====== Provided data
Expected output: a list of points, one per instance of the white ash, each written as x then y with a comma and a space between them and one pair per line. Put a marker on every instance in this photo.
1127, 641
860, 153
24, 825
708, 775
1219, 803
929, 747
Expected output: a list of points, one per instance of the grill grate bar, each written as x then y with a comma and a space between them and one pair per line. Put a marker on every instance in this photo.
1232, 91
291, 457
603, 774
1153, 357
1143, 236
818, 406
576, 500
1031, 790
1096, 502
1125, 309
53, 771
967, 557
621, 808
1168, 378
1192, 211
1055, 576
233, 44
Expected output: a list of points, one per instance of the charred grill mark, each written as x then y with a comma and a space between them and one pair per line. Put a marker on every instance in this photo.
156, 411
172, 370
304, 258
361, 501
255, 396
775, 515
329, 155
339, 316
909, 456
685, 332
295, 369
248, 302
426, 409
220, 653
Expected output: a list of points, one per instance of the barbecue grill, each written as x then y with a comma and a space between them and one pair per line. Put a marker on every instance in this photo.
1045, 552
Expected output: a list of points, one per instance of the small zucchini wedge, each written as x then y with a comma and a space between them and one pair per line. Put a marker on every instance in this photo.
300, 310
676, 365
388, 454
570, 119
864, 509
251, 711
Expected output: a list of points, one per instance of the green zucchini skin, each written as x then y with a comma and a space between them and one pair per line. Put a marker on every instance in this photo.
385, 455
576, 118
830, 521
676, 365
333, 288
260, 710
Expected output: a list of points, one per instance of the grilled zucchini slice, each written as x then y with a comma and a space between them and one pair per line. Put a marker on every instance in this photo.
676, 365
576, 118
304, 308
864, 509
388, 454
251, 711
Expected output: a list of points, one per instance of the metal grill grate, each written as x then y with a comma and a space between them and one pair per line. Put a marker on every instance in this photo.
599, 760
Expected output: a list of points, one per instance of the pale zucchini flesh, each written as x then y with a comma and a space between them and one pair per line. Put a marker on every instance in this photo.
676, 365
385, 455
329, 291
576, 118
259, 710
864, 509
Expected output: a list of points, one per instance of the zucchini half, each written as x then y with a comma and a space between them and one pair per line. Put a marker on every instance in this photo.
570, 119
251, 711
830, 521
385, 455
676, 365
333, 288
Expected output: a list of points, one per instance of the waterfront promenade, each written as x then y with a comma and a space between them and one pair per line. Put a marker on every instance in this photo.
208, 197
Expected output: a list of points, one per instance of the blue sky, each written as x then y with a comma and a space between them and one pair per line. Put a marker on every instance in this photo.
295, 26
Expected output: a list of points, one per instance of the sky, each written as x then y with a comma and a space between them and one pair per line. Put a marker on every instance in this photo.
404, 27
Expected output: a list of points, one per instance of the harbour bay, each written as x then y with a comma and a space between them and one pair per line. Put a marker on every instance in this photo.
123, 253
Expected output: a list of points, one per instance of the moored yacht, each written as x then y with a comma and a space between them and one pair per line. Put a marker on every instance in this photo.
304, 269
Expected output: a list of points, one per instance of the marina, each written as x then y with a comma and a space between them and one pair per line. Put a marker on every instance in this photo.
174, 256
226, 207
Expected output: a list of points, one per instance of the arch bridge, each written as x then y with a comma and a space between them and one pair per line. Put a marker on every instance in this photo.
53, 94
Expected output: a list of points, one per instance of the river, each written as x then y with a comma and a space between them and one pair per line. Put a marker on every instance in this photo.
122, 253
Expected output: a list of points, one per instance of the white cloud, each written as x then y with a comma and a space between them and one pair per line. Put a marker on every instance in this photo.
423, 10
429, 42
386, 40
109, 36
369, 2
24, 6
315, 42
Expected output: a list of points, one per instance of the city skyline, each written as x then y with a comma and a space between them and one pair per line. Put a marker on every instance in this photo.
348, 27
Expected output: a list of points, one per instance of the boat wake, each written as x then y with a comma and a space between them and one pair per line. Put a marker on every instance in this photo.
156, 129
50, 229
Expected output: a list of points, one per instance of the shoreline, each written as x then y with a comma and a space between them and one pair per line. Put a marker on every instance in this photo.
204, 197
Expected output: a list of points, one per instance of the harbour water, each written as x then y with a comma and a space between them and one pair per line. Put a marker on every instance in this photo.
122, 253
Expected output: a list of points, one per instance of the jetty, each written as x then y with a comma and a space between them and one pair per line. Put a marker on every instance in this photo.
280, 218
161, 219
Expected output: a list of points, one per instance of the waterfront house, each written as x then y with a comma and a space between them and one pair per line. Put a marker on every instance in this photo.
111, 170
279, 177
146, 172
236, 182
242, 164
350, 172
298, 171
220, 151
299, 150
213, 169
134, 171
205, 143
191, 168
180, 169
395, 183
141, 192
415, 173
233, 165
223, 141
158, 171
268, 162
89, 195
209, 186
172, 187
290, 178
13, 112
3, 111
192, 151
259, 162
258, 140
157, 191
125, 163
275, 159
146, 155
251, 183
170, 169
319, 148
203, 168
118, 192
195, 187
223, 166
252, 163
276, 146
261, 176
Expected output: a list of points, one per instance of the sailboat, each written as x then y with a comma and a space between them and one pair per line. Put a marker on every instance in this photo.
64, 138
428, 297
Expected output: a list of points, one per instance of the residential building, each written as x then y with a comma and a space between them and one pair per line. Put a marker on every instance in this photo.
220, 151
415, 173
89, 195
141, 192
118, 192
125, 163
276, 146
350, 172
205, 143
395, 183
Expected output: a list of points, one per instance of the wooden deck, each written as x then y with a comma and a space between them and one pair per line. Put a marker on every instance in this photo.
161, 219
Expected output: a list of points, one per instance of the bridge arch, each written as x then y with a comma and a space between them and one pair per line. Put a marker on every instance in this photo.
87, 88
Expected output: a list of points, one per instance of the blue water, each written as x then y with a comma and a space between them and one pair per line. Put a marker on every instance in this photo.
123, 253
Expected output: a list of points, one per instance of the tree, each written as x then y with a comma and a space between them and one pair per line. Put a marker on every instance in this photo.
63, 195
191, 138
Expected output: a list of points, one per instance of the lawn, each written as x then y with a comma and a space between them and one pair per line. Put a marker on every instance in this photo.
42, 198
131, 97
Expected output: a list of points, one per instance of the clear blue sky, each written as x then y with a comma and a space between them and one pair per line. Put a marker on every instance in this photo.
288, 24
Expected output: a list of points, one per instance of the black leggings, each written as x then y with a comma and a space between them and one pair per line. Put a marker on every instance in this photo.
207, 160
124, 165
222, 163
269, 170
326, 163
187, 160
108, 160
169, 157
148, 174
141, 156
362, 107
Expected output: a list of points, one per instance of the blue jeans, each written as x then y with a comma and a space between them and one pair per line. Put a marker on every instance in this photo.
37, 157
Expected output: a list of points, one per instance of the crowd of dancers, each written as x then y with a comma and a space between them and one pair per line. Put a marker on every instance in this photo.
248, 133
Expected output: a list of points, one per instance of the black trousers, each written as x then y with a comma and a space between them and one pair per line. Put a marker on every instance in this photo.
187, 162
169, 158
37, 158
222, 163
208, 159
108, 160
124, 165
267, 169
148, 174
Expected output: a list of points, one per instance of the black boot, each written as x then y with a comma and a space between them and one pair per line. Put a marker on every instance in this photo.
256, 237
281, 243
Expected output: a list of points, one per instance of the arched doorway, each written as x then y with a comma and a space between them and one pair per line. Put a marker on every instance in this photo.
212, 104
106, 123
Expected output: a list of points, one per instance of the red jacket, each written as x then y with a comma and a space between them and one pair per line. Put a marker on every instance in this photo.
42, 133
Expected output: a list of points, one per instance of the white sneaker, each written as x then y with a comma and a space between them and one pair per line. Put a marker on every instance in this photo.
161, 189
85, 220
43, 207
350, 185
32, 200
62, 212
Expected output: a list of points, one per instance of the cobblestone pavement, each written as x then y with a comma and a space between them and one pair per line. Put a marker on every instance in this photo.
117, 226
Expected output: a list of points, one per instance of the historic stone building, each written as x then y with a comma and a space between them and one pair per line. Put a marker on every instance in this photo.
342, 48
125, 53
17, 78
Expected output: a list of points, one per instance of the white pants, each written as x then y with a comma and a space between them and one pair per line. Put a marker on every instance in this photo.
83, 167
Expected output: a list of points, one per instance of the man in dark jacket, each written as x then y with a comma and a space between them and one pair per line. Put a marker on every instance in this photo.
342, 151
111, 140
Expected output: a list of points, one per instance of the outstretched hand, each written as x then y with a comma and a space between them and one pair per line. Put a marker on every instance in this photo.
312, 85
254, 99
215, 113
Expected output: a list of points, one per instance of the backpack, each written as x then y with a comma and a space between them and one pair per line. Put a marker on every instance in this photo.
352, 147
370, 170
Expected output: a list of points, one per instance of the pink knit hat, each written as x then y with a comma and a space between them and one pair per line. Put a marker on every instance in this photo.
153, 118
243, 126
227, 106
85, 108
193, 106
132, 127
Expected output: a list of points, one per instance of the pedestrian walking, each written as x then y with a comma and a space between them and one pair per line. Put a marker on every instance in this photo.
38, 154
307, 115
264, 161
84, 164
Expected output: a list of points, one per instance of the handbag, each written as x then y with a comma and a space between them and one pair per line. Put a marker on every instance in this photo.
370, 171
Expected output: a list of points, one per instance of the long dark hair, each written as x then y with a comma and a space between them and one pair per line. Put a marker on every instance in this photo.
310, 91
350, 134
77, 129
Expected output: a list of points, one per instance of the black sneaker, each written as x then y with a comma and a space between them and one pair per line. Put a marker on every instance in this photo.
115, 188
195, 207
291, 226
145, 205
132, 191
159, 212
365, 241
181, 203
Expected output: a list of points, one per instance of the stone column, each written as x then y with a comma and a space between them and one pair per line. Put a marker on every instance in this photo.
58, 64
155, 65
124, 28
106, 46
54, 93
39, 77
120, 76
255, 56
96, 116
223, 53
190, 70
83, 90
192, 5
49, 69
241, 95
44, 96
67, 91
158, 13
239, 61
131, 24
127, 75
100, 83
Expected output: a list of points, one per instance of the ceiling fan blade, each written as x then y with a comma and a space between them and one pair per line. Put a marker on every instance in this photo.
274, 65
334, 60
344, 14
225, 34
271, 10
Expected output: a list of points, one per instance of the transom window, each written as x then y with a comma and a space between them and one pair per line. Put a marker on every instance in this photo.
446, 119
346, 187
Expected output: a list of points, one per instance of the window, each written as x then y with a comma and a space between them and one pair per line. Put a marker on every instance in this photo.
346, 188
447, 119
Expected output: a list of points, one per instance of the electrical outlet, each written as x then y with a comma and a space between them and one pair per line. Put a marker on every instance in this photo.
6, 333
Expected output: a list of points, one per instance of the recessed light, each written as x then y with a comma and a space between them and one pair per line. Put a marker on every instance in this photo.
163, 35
============
The lines to reproduce run from the line containing "black sneaker, each" to the end of the listing; write them out exactly and add nothing.

## Full solution
Expected output: a list of points, one per instance of the black sneaker, each written as x then y with a comma and a space between them and one pair per line. Put a marker on every instance in this photo.
115, 188
195, 207
291, 226
145, 205
132, 191
159, 212
365, 241
181, 203
Expected output: a list of points, one per instance of the stone column, each written as x then y with a comma and a space between them and one pair per line. Put a marker on every instance in this photo.
58, 64
155, 65
124, 28
106, 46
54, 93
39, 77
120, 76
255, 56
96, 116
223, 53
190, 70
83, 90
192, 5
49, 69
241, 95
44, 96
67, 91
158, 13
239, 61
131, 24
127, 75
100, 83
Expected output: a list of points, one per instance of the ceiling fan blade, each written as x then y with a comma and a space between them and one pair per line. Put a marker on every instance in this photo.
274, 65
334, 60
344, 14
225, 34
271, 10
Expected output: a list of points, one per instance of the transom window, each written as x then y with a comma and a space between them and one pair per line. Put a marker on every instance in this photo.
446, 119
346, 187
Expected output: a list of points, one per instance of the window, each written as x then y with a comma and a space between them and one pair per line. Put a marker on every instance in this photo.
346, 188
447, 119
Expected output: a list of points, one per instance of the electrical outlet, each written as x then y with a comma and a space between them and one pair per line. Put a marker on every instance in this photo.
6, 333
Expected output: a list of points, one per instance of the recessed light, each written as x then y with a comma and a space between them and one pair per line. Put a marker on every instance in this photo.
163, 35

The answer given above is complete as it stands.